___ MATERIAL SHOWN

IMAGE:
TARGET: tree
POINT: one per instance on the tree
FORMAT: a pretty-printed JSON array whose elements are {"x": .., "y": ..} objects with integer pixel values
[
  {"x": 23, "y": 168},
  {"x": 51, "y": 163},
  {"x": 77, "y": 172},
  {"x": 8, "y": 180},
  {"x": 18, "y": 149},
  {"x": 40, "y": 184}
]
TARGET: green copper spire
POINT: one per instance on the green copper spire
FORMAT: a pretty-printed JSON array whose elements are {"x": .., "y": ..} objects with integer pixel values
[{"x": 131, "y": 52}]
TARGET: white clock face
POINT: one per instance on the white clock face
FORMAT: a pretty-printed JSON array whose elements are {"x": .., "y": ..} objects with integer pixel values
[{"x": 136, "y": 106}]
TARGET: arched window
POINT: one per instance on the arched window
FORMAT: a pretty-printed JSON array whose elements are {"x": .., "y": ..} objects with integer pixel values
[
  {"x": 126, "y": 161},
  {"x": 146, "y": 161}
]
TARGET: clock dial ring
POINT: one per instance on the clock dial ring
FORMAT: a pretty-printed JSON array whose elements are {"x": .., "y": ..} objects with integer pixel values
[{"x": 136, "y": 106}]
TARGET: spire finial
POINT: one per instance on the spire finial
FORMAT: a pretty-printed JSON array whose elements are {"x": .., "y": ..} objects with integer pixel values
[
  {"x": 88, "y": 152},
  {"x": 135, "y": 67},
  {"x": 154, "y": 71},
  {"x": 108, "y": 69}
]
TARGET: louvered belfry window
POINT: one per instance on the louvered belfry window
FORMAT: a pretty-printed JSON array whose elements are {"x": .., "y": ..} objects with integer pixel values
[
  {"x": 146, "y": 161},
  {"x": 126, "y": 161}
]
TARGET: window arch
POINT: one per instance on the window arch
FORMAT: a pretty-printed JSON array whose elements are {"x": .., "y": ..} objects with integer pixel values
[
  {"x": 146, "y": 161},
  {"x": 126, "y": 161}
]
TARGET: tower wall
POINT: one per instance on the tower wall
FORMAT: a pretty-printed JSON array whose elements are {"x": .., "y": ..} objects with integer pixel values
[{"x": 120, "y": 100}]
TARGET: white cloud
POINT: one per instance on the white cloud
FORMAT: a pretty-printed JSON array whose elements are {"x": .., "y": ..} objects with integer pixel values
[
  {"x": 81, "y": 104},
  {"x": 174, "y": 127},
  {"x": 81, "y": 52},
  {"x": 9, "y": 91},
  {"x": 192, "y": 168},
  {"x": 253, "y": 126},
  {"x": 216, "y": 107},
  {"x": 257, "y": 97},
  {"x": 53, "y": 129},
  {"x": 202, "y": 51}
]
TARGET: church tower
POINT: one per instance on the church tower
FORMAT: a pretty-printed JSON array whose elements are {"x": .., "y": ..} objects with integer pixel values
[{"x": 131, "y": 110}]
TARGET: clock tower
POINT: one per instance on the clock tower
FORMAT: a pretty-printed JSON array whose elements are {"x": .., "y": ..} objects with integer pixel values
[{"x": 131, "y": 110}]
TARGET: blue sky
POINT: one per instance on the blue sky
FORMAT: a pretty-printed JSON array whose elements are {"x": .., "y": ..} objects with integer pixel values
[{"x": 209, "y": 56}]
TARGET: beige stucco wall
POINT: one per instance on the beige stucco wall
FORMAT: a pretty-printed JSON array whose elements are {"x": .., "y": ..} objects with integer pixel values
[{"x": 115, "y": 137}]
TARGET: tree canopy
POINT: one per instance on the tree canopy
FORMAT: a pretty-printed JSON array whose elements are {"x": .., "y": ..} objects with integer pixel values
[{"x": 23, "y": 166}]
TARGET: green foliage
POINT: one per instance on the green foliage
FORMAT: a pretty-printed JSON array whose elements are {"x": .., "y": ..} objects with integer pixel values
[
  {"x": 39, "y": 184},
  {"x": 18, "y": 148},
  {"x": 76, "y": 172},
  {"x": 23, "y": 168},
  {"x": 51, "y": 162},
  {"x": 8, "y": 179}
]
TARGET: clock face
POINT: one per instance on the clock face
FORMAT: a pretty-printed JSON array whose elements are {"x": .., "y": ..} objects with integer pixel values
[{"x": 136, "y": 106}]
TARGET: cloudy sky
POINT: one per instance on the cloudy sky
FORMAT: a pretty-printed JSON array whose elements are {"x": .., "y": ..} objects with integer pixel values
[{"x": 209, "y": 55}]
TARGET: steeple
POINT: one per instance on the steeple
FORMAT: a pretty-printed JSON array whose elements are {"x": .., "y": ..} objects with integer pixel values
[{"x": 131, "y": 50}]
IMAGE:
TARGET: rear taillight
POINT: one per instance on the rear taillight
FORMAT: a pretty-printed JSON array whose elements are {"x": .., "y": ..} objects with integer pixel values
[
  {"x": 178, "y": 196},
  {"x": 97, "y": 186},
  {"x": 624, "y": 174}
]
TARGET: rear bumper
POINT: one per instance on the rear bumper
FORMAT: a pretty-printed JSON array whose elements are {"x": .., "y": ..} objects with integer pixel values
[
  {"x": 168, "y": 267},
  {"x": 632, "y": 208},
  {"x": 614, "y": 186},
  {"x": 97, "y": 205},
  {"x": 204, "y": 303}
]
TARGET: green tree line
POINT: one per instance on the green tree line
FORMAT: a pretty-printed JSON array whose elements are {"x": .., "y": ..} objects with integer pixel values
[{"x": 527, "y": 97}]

______

• WHAT YOU SHOULD DO: The listing above must be transcribed exactly, line by line.

• RESULT:
IMAGE:
TARGET: tree
POINT: one per instance on the tree
FORMAT: a pretty-printed JSON array whose elements are {"x": .., "y": ..} objects with integer pixel values
[
  {"x": 23, "y": 168},
  {"x": 51, "y": 163},
  {"x": 77, "y": 172},
  {"x": 8, "y": 180},
  {"x": 18, "y": 149},
  {"x": 40, "y": 184}
]
TARGET: green copper spire
POINT: one per instance on the green copper spire
FORMAT: a pretty-printed JSON array whose elements are {"x": .., "y": ..} objects with integer pixel values
[{"x": 131, "y": 52}]
TARGET: white clock face
POINT: one per instance on the white clock face
FORMAT: a pretty-printed JSON array whose elements are {"x": .., "y": ..} objects with integer pixel values
[{"x": 136, "y": 106}]
TARGET: arched window
POINT: one per instance on the arched window
FORMAT: a pretty-printed JSON array whose elements are {"x": .., "y": ..} objects with integer pixel values
[
  {"x": 126, "y": 161},
  {"x": 146, "y": 161}
]
TARGET: clock dial ring
POINT: one per instance on the clock dial ring
FORMAT: a pretty-printed JSON array whose elements are {"x": .., "y": ..} objects with integer pixel values
[{"x": 136, "y": 106}]
TARGET: spire finial
POINT: one per instance on the spire finial
FORMAT: a pretty-printed JSON array whose elements are {"x": .., "y": ..} objects with integer pixel values
[
  {"x": 88, "y": 152},
  {"x": 135, "y": 67},
  {"x": 154, "y": 71},
  {"x": 108, "y": 69}
]
TARGET: louvered belfry window
POINT: one per instance on the louvered belfry window
FORMAT: a pretty-printed JSON array whose elements are {"x": .., "y": ..} objects with integer pixel values
[
  {"x": 146, "y": 161},
  {"x": 126, "y": 161}
]
TARGET: window arch
POINT: one per instance on the window arch
FORMAT: a pretty-printed JSON array whose elements are {"x": .., "y": ..} objects with integer pixel values
[
  {"x": 146, "y": 161},
  {"x": 126, "y": 161}
]
TARGET: tower wall
POINT: one per instance on the tower wall
FORMAT: a pretty-printed JSON array whose elements are {"x": .., "y": ..} objects with integer pixel values
[{"x": 120, "y": 100}]
TARGET: white cloud
POINT: one per instance on the white cloud
FORMAT: a pretty-printed JSON array whose elements are {"x": .., "y": ..} objects with integer pixel values
[
  {"x": 81, "y": 104},
  {"x": 174, "y": 127},
  {"x": 81, "y": 52},
  {"x": 9, "y": 91},
  {"x": 192, "y": 168},
  {"x": 253, "y": 126},
  {"x": 216, "y": 107},
  {"x": 257, "y": 97},
  {"x": 53, "y": 129},
  {"x": 202, "y": 51}
]
TARGET: church tower
POINT: one per instance on the church tower
FORMAT: a pretty-printed JSON array whose elements are {"x": .., "y": ..} objects with integer pixel values
[{"x": 131, "y": 110}]
TARGET: clock tower
POINT: one per instance on the clock tower
FORMAT: a pretty-printed JSON array whose elements are {"x": .., "y": ..} objects with integer pixel values
[{"x": 131, "y": 110}]
TARGET: blue sky
POINT: one per instance on the blue sky
FORMAT: a pretty-printed JSON array whose elements are {"x": .., "y": ..} objects with integer pixel values
[{"x": 209, "y": 56}]
TARGET: beige stucco wall
POINT: one per instance on the beige stucco wall
FORMAT: a pretty-printed JSON array whose elements are {"x": .., "y": ..} objects with integer pixel values
[{"x": 115, "y": 137}]
TARGET: tree canopy
POINT: one per instance on the tree canopy
FORMAT: a pretty-printed JSON array whose elements are {"x": .., "y": ..} objects with integer pixel values
[{"x": 23, "y": 166}]
TARGET: green foliage
POINT: one per instance on the green foliage
FORMAT: a pretty-printed JSON array whose elements are {"x": .., "y": ..} objects with integer pixel values
[
  {"x": 39, "y": 184},
  {"x": 18, "y": 148},
  {"x": 76, "y": 172},
  {"x": 23, "y": 168},
  {"x": 51, "y": 162},
  {"x": 8, "y": 179}
]
TARGET: clock face
POINT: one per instance on the clock face
FORMAT: a pretty-printed JSON array whose elements are {"x": .., "y": ..} objects with integer pixel values
[{"x": 136, "y": 106}]
TARGET: cloudy sky
POINT: one per instance on the cloudy sky
FORMAT: a pretty-printed JSON array whose elements are {"x": .., "y": ..} objects with integer pixel values
[{"x": 209, "y": 55}]
TARGET: steeple
POINT: one per instance on the steeple
FORMAT: a pretty-printed JSON array whose elements are {"x": .., "y": ..} objects with integer pixel values
[{"x": 131, "y": 50}]
IMAGE:
TARGET: rear taillight
POINT: one per instance on the rear taillight
FORMAT: a pretty-printed JSON array whose elements are {"x": .., "y": ..} objects with integer pixel values
[
  {"x": 178, "y": 196},
  {"x": 97, "y": 186},
  {"x": 624, "y": 174}
]
TARGET: rear bumper
POINT: one per instance on the rear bumper
FORMAT: a pretty-printed JSON array whose elements are {"x": .., "y": ..} objects with integer pixel values
[
  {"x": 168, "y": 267},
  {"x": 632, "y": 208},
  {"x": 614, "y": 186},
  {"x": 97, "y": 205},
  {"x": 204, "y": 303}
]
TARGET: green tree line
POINT: one per instance on the green tree line
FORMAT: a pretty-printed JSON array whose elements are {"x": .., "y": ..} objects with integer pixel values
[{"x": 527, "y": 97}]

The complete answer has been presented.